Extracted records: Begin
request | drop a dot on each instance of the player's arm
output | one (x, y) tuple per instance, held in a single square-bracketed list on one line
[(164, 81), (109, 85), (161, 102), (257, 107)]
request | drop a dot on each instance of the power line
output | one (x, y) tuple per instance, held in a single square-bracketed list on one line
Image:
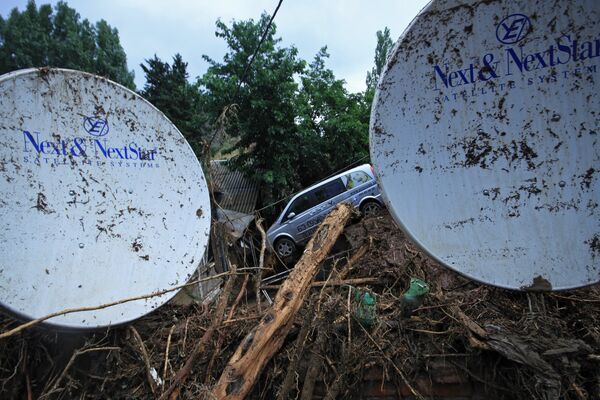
[(262, 39)]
Extracted records: End
**Try it:**
Task for the records above: copy every line in which the word "drop" occurs.

**Written solution:**
request | drop a dot on each instance of the player's arm
request | drop a dot on each instance of the power line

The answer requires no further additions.